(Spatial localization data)
-----
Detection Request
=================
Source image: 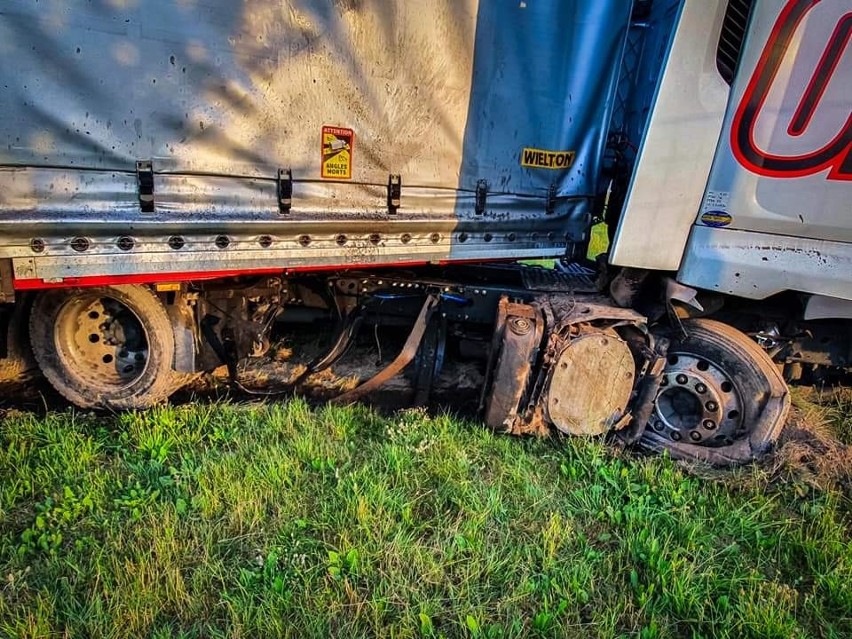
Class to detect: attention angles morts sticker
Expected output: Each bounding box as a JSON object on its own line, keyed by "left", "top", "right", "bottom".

{"left": 322, "top": 126, "right": 354, "bottom": 180}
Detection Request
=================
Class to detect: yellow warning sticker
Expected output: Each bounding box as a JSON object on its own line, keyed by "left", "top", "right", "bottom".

{"left": 521, "top": 147, "right": 575, "bottom": 170}
{"left": 322, "top": 126, "right": 354, "bottom": 179}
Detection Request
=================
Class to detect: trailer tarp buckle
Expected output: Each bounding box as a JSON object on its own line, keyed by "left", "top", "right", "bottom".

{"left": 277, "top": 168, "right": 293, "bottom": 214}
{"left": 546, "top": 184, "right": 557, "bottom": 215}
{"left": 475, "top": 179, "right": 488, "bottom": 215}
{"left": 136, "top": 160, "right": 155, "bottom": 213}
{"left": 387, "top": 174, "right": 401, "bottom": 214}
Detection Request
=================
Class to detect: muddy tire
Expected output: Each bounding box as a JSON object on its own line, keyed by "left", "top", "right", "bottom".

{"left": 640, "top": 319, "right": 790, "bottom": 465}
{"left": 29, "top": 285, "right": 176, "bottom": 409}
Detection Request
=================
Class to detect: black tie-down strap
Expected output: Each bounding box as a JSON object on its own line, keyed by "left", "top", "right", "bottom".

{"left": 331, "top": 293, "right": 441, "bottom": 405}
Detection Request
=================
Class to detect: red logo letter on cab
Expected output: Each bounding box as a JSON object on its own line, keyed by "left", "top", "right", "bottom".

{"left": 731, "top": 0, "right": 851, "bottom": 181}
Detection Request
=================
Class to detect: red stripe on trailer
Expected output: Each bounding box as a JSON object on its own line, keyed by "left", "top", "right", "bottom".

{"left": 12, "top": 260, "right": 438, "bottom": 290}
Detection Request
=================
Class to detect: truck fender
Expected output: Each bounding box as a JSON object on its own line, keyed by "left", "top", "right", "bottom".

{"left": 163, "top": 293, "right": 198, "bottom": 374}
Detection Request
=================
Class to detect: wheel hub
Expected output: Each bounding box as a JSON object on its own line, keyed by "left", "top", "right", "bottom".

{"left": 60, "top": 297, "right": 150, "bottom": 388}
{"left": 546, "top": 331, "right": 635, "bottom": 436}
{"left": 650, "top": 353, "right": 743, "bottom": 445}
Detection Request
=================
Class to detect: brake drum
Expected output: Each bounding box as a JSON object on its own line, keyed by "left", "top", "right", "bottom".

{"left": 545, "top": 331, "right": 635, "bottom": 436}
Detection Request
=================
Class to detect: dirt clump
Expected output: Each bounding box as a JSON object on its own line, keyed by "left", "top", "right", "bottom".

{"left": 767, "top": 387, "right": 852, "bottom": 493}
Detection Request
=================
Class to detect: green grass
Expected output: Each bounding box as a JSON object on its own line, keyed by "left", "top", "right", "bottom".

{"left": 792, "top": 387, "right": 852, "bottom": 446}
{"left": 1, "top": 399, "right": 850, "bottom": 638}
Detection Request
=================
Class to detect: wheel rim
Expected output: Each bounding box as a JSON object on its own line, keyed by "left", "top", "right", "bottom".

{"left": 54, "top": 295, "right": 151, "bottom": 391}
{"left": 649, "top": 352, "right": 745, "bottom": 446}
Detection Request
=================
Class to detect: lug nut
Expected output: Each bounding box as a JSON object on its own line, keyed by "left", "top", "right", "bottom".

{"left": 676, "top": 374, "right": 688, "bottom": 385}
{"left": 703, "top": 419, "right": 716, "bottom": 430}
{"left": 705, "top": 401, "right": 718, "bottom": 411}
{"left": 671, "top": 431, "right": 682, "bottom": 441}
{"left": 695, "top": 383, "right": 707, "bottom": 394}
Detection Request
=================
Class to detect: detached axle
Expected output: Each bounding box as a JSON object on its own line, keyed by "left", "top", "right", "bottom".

{"left": 3, "top": 262, "right": 791, "bottom": 466}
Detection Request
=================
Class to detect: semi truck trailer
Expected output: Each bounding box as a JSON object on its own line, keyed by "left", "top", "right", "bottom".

{"left": 0, "top": 0, "right": 849, "bottom": 465}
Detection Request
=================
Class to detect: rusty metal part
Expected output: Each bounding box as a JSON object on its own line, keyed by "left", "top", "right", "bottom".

{"left": 544, "top": 295, "right": 647, "bottom": 327}
{"left": 609, "top": 267, "right": 649, "bottom": 308}
{"left": 0, "top": 259, "right": 14, "bottom": 303}
{"left": 513, "top": 297, "right": 650, "bottom": 435}
{"left": 483, "top": 294, "right": 651, "bottom": 437}
{"left": 478, "top": 297, "right": 511, "bottom": 414}
{"left": 482, "top": 297, "right": 544, "bottom": 433}
{"left": 545, "top": 331, "right": 635, "bottom": 436}
{"left": 331, "top": 293, "right": 440, "bottom": 405}
{"left": 518, "top": 405, "right": 553, "bottom": 438}
{"left": 620, "top": 337, "right": 669, "bottom": 445}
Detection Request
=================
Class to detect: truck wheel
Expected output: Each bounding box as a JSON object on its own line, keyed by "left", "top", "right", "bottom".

{"left": 29, "top": 285, "right": 176, "bottom": 409}
{"left": 640, "top": 319, "right": 790, "bottom": 465}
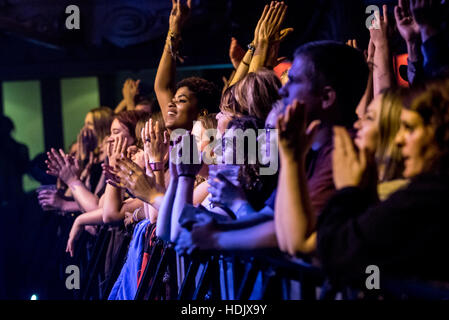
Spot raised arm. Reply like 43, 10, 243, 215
154, 0, 192, 124
228, 4, 268, 86
370, 5, 395, 96
248, 2, 292, 73
394, 0, 423, 85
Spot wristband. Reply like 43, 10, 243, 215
149, 162, 164, 171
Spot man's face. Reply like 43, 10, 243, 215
278, 55, 322, 122
165, 86, 199, 130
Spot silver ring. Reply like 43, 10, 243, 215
128, 170, 134, 177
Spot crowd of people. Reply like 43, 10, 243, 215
34, 0, 449, 299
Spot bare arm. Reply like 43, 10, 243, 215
156, 177, 179, 241
248, 3, 291, 73
114, 99, 127, 114
274, 101, 321, 256
229, 49, 255, 87
102, 183, 125, 223
275, 157, 317, 255
171, 176, 195, 242
371, 5, 394, 96
216, 220, 278, 250
155, 0, 192, 124
68, 180, 100, 212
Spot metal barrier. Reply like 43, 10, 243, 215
133, 240, 325, 300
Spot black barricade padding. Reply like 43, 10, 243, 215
81, 226, 111, 300
134, 238, 164, 300
101, 232, 132, 299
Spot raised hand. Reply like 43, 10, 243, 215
141, 118, 170, 167
276, 100, 321, 161
77, 127, 97, 161
107, 136, 128, 169
122, 78, 140, 107
256, 2, 291, 44
332, 127, 377, 190
169, 0, 192, 35
229, 37, 246, 69
395, 0, 421, 43
410, 0, 443, 28
369, 4, 389, 47
46, 148, 82, 186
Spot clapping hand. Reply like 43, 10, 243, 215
107, 136, 128, 169
141, 118, 169, 170
113, 157, 165, 203
77, 127, 97, 162
276, 100, 321, 162
332, 126, 377, 190
45, 148, 82, 186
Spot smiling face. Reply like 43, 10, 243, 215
278, 55, 322, 122
395, 109, 438, 178
165, 86, 199, 130
355, 95, 382, 152
107, 119, 135, 150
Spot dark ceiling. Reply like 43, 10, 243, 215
0, 0, 398, 81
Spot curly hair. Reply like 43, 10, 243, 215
405, 79, 449, 174
176, 77, 220, 115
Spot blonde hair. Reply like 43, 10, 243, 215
376, 90, 404, 182
234, 69, 281, 121
89, 107, 114, 144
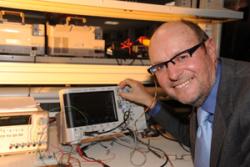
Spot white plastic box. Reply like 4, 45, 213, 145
47, 24, 105, 57
0, 22, 45, 55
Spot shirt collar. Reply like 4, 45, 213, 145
201, 62, 221, 115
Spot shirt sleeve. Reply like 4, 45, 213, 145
148, 100, 161, 116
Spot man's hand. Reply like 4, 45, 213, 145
118, 79, 156, 109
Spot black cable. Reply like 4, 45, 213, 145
153, 125, 178, 142
79, 144, 110, 167
128, 58, 136, 65
139, 58, 145, 65
155, 126, 190, 153
177, 142, 190, 153
115, 57, 122, 65
139, 138, 169, 167
96, 110, 130, 135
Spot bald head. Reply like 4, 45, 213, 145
149, 21, 208, 65
150, 21, 208, 48
151, 21, 193, 41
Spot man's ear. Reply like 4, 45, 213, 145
205, 38, 217, 61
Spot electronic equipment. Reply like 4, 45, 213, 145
29, 87, 62, 118
0, 22, 45, 56
57, 86, 147, 144
0, 86, 61, 118
0, 10, 44, 56
47, 24, 105, 57
0, 97, 48, 155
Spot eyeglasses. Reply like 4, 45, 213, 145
147, 41, 205, 75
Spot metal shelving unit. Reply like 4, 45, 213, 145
0, 0, 243, 22
0, 0, 243, 84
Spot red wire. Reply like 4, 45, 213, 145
76, 145, 106, 166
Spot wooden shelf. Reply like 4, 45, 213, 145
0, 55, 150, 66
0, 0, 243, 23
0, 62, 150, 85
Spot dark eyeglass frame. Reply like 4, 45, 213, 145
147, 40, 206, 74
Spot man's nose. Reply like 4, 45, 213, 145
166, 63, 182, 81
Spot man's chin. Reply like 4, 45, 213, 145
177, 95, 199, 105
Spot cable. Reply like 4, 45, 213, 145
-----
* **ACTION ITEM**
Go through the data and show every line where "truck" occurs.

* **ANSWER TO THIS EXERCISE**
Class to detect: truck fender
Class to detect: semi truck trailer
Class to detect: truck wheel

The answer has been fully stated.